Aim: Gather every line in the records below that contains the word "tree", and copy each one unchanged.

Information shown:
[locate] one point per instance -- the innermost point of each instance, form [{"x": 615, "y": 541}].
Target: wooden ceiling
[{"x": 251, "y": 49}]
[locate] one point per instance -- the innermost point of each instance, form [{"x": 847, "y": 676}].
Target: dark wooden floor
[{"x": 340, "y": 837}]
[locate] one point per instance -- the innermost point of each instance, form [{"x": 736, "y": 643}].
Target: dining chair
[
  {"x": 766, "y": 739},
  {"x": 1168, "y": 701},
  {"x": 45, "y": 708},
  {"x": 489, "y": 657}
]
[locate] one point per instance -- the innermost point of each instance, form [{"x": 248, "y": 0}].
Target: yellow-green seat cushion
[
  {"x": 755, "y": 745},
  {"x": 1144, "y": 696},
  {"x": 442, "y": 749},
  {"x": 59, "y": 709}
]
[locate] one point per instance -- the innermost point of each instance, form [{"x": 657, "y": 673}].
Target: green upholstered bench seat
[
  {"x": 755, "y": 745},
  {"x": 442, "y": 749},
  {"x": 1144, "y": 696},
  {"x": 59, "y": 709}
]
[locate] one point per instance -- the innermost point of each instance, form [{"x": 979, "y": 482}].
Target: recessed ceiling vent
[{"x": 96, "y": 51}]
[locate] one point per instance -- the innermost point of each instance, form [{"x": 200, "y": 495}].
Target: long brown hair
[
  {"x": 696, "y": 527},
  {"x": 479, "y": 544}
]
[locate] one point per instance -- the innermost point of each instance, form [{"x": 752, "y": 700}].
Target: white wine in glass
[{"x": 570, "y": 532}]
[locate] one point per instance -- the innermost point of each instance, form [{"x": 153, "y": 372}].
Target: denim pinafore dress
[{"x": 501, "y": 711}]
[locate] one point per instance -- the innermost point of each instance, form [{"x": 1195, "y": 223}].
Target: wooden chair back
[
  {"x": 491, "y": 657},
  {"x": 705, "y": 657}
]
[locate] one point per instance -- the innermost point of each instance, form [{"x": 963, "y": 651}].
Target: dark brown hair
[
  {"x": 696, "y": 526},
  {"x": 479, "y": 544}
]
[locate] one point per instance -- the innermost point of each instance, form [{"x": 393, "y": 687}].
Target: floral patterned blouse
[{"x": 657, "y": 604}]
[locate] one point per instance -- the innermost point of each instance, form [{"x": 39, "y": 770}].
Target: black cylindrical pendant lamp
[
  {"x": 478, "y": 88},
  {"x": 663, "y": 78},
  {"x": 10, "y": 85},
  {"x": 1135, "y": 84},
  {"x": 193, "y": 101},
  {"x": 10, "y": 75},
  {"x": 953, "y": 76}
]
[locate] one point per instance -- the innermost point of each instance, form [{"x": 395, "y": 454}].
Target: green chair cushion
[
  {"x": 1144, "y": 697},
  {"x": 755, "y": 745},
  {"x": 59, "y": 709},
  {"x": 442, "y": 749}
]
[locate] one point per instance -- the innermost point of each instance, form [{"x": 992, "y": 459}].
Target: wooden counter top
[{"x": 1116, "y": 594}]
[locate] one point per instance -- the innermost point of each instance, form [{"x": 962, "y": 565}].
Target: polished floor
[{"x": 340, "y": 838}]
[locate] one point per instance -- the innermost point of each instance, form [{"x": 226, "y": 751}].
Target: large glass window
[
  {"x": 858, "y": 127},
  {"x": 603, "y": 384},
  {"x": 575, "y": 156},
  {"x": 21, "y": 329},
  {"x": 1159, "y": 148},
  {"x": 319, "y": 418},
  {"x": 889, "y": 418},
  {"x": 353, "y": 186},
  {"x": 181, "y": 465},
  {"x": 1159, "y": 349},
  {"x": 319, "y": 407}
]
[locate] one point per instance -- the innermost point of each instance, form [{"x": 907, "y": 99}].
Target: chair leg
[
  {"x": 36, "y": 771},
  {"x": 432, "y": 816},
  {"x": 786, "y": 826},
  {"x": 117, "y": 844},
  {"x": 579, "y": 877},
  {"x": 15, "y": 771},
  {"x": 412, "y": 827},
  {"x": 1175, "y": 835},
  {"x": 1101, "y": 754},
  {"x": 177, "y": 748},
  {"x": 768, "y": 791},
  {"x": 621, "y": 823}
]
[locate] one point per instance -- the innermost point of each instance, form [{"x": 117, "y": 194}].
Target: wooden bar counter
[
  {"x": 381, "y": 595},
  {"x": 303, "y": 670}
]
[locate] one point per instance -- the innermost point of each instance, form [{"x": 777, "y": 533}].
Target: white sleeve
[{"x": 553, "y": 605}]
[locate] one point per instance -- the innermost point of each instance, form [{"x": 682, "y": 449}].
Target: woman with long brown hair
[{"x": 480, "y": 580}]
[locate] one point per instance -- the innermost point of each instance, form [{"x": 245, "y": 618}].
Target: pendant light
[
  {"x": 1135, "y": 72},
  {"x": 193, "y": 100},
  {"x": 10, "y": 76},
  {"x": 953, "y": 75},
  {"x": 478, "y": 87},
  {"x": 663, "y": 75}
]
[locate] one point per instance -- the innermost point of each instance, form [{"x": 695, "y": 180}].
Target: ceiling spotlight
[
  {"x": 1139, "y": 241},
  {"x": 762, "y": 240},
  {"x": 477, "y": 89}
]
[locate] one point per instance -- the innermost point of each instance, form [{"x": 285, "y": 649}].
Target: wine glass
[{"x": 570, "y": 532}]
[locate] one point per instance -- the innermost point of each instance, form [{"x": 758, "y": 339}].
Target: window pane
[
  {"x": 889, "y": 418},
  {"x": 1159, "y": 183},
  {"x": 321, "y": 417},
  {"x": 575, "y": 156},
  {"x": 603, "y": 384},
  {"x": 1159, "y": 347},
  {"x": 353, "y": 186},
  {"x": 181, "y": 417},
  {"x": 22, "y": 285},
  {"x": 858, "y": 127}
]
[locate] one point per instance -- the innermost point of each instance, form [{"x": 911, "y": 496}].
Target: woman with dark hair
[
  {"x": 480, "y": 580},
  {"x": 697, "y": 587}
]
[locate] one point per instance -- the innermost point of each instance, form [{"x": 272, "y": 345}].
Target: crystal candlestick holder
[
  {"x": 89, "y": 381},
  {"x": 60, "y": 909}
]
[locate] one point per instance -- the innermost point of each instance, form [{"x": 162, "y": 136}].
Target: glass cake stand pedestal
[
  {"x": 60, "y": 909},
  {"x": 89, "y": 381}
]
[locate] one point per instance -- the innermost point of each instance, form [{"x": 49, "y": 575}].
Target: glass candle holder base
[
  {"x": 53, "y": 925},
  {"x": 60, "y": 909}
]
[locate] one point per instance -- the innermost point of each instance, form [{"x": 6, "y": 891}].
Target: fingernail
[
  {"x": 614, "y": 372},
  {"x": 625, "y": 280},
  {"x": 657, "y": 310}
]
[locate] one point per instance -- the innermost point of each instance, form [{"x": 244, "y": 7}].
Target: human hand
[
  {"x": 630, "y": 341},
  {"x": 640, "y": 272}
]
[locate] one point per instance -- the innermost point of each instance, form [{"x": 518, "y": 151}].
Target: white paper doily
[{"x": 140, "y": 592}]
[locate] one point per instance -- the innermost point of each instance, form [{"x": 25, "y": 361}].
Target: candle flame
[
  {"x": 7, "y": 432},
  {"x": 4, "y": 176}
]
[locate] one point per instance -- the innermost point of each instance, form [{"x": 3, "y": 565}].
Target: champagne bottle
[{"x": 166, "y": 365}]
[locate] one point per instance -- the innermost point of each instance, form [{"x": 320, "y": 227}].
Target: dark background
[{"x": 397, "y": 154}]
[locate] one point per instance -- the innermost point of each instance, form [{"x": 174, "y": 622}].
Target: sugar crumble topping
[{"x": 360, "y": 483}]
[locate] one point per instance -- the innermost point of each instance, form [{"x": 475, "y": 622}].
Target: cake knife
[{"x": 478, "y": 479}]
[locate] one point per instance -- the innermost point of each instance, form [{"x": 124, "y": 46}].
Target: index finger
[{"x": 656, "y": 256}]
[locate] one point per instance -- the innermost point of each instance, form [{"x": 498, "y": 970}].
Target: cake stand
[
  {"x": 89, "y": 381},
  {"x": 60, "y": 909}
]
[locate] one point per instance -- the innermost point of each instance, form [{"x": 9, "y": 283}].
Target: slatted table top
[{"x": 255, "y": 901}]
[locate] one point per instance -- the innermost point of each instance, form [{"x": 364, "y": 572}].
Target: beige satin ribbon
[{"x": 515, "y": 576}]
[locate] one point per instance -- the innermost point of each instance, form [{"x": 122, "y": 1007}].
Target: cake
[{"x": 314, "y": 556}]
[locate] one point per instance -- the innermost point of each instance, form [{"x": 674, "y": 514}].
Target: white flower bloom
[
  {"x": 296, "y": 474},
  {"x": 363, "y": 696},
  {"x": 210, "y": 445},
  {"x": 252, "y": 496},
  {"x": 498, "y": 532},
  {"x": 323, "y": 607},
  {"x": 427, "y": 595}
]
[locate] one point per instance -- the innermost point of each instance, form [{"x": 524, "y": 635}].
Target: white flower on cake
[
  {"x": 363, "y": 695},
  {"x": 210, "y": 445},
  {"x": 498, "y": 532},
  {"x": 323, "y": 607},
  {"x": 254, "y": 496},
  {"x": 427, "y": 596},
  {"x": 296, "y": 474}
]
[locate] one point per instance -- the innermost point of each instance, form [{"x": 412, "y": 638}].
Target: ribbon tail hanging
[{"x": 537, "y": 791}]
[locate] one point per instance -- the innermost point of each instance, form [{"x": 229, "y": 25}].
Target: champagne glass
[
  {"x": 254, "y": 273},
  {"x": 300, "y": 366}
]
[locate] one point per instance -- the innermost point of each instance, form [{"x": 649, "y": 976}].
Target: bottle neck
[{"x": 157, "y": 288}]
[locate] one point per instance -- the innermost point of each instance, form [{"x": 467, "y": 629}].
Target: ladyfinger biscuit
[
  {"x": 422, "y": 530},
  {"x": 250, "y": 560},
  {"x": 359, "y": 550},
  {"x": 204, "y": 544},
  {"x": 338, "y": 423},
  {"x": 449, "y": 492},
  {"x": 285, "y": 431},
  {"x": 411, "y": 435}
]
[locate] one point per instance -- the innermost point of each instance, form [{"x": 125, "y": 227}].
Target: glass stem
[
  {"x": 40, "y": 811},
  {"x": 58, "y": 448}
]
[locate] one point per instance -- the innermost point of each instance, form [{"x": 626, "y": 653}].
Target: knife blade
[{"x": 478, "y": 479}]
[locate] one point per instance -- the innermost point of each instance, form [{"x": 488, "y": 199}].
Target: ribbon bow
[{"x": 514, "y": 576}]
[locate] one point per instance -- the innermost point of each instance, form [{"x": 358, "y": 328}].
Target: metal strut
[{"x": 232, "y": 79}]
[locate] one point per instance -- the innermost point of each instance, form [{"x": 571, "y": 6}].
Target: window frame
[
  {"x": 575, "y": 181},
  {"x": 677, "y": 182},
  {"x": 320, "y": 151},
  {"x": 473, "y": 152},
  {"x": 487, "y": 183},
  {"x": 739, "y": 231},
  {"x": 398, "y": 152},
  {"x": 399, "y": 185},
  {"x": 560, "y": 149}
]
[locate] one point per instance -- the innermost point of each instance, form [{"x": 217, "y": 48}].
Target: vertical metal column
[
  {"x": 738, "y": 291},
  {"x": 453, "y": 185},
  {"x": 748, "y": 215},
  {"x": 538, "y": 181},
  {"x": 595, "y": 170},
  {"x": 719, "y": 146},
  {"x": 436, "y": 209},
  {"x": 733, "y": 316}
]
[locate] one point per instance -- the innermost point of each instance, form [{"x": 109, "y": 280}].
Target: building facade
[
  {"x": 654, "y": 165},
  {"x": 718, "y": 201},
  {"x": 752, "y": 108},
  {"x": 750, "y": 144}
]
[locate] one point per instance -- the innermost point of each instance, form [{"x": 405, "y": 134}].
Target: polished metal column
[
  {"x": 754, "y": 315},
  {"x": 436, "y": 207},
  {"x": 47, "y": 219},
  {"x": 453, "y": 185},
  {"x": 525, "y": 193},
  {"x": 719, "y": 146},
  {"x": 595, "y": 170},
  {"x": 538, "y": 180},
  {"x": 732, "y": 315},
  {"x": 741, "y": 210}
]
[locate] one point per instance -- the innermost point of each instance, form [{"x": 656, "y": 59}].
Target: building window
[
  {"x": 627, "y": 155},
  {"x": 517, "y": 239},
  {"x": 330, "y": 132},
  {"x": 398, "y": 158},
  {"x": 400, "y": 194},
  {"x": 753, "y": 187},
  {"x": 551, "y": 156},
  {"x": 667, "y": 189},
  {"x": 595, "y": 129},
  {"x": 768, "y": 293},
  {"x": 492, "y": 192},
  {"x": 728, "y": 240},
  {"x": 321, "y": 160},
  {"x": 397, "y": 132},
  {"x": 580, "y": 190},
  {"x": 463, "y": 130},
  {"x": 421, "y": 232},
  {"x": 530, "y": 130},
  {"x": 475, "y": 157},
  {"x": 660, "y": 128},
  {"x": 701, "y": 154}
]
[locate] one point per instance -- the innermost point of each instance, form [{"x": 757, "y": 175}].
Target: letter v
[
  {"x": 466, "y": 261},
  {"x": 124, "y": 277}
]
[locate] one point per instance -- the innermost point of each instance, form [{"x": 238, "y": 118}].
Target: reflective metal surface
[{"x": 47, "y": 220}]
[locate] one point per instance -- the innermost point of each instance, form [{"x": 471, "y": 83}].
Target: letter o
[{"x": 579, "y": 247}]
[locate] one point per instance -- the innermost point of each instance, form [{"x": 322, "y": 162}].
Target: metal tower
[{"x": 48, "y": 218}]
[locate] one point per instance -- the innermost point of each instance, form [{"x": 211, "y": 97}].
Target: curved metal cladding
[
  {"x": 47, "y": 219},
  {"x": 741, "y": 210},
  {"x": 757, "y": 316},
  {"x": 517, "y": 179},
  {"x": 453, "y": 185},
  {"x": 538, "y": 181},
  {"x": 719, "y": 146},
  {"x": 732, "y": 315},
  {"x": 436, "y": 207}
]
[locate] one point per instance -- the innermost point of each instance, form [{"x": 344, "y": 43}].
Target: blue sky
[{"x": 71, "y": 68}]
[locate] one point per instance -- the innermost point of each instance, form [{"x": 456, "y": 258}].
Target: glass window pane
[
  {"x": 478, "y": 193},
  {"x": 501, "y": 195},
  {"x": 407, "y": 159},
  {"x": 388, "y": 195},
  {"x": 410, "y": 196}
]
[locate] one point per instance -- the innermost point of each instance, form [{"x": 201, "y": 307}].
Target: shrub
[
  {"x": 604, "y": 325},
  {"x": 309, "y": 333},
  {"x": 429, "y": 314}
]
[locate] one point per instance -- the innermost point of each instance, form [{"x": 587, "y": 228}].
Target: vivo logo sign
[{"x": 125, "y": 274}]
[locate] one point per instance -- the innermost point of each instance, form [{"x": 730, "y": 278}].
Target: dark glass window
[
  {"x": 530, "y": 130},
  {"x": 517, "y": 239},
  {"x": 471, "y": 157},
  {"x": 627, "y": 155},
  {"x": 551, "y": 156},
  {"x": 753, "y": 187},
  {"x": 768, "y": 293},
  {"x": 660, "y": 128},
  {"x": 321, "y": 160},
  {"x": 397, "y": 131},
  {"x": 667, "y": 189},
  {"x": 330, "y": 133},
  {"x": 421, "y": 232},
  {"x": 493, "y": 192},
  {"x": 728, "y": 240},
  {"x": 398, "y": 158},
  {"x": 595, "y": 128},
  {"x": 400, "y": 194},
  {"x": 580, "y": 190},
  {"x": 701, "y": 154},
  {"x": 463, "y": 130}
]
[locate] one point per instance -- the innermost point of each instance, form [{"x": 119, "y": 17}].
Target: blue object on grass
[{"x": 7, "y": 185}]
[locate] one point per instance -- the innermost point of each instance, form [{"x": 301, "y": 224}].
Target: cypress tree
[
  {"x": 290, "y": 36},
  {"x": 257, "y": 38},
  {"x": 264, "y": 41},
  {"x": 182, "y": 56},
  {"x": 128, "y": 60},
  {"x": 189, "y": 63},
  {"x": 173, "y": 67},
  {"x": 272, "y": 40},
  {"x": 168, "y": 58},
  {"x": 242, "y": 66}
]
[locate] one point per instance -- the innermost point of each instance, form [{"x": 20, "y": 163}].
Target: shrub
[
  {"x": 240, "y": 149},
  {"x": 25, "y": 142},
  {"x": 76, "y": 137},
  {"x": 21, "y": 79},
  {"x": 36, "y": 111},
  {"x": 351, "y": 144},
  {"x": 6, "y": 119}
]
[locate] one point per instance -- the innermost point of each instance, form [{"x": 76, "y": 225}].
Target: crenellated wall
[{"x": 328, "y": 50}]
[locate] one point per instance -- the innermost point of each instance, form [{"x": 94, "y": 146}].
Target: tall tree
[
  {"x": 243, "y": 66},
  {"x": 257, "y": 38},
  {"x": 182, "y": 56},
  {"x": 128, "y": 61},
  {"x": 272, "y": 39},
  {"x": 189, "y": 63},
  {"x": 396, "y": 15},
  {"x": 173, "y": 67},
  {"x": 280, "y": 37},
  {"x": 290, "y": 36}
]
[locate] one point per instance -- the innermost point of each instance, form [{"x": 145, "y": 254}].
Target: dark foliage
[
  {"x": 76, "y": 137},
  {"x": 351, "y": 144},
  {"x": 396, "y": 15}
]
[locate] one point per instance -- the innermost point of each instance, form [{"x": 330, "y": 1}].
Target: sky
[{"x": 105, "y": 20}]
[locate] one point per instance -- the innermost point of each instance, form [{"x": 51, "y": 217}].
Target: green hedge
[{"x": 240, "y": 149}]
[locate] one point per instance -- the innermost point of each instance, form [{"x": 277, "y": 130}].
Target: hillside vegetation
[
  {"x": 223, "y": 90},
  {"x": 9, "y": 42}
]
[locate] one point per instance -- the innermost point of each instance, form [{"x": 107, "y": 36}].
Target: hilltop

Written answer:
Target: cypress tree
Target: tall tree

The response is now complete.